The UN Environment Programme (UNEP) and partners have published an evidence-based snapshot of the scale of nature-negative finance flows, which, at nearly USD 7 trillion per year, dwarf finance flows to Nature-based Solutions (NbS), which are estimated at USD 200 billion annually.
The 2023 edition of the annual State of Finance for Nature report is themed, ‘The Big Nature Turnaround: Repurposing $7 Trillion to Combat Nature Loss.’ It estimates the scale of public and private nature-negative finance flows and identifies NbS as cost-effective investment opportunities that provide multiple benefits.
The report reveals that nature-negative finance flows from public sources were almost USD 1.7 trillion in 2022, which is more than ten times greater than public finance flows to NbS, estimated at USD 165 billion. Nearly 90% of these flows are directed to fossil fuels and agriculture, at 69% and 20%, respectively, according to the report. For example, last year saw a twofold increase in fossil fuel subsidies to consumers, from USD 563 billion in 2021 to USD 1,163 billion in 2022.
For the first time, the report estimates global nature-negative finance flows from private sources. These amount to USD 5 trillion per year – approximately 5% of global gross domestic product (GDP). Nature-negative flows are 140 times larger than tracked private investments in NbS – an estimate that does not include indirect impacts. As per the report, construction, electric utilities, real estate, oil and gas, and food and tobacco are the five industries that channel most of the negative financial flows. They represent 16% of total private investment flows in the economy – but 43% of nature-negative flows.
The report finds both public and private finance flows to NbS will need to increase dramatically to close the gap between current finance flows and the investment needed to meet the Rio Conventions’ targets of limiting global warming to 1.5°C, protecting 30% of land and sea by 2030 (30×30 target), and achieving land degradation neutrality (LDN) by 2030.
Recommendations for actions relate to “greening finance,” “financing green,” and supporting green and inclusive financial systems. The report calls for:
- Reducing public and private nature-negative finance flows;
- Scaling public funding and private investment in NbS; and
- Ensuring a just transition to a green and inclusive financial system for vulnerable groups, women, and Indigenous Peoples.

▶ _Recorded information_:
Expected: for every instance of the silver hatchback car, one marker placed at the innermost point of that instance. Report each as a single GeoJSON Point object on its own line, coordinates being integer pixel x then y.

▶ _Requirement_: Carry on the text on nature-negative finance flows from the point where it stops. Nothing in the listing is used here.

▶ _Reply_:
The report estimates that tripling NbS finance flows to USD 542 billion by 2030 “can make a massive contribution to reach Rio targets.” This solution, it argues, requires a dual approach that encompasses 1) efforts to continue to upscale investment in NbS for climate and nature conservation and restoration, and 2) greater emphasis to create incentives to realign finance away from nature-negative activities towards creating nature-positive outcomes.
“Investing in nature-based solutions provides a strategic and cost-effective avenue to address the interconnected challenges of climate change, biodiversity loss, and land degradation while at the same time making tangible headway towards the [SDGs],” said Jochen Flasbarth, State Secretary in the German Federal Ministry for Economic Cooperation and Development (BMZ), which funded the report.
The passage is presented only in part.